*TASK DETAILS:* Quote the entries that follow exactly, leaving none out.

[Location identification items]
------------------------------------------------
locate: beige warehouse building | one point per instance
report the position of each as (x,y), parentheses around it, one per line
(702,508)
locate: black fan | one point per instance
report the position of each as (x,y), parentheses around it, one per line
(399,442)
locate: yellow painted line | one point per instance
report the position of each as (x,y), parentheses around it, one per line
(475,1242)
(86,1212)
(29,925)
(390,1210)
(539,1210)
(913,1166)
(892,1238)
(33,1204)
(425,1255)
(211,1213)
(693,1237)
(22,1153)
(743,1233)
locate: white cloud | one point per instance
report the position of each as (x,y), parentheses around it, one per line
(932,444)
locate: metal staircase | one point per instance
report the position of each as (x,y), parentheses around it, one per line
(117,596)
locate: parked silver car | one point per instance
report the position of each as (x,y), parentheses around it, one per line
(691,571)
------------------------------------------------
*FULL SOLUTION:*
locate: beige warehouse building | one point per instance
report the position of each as (x,y), parentheses around it, one per line
(702,508)
locate: black fan | one point per instance
report the position of each as (x,y), parentheses around it, one per line
(399,442)
locate: yellow painted line | one point per instance
report the position of each as (x,y), parentheses around it, one per line
(475,1242)
(86,1212)
(29,925)
(390,1210)
(539,1210)
(913,1166)
(892,1238)
(33,1204)
(425,1255)
(211,1213)
(693,1237)
(22,1153)
(743,1233)
locate: white cloud | one point per instance
report the position of each as (x,y), parentheses around it, one per line
(932,444)
locate: metal staircase | one point per instance
report the position of each as (x,y), parentheses around it, one per line
(117,596)
locate: parked silver car | one point per instance
report the position of each as (x,y), parentheses around it, one per line
(691,571)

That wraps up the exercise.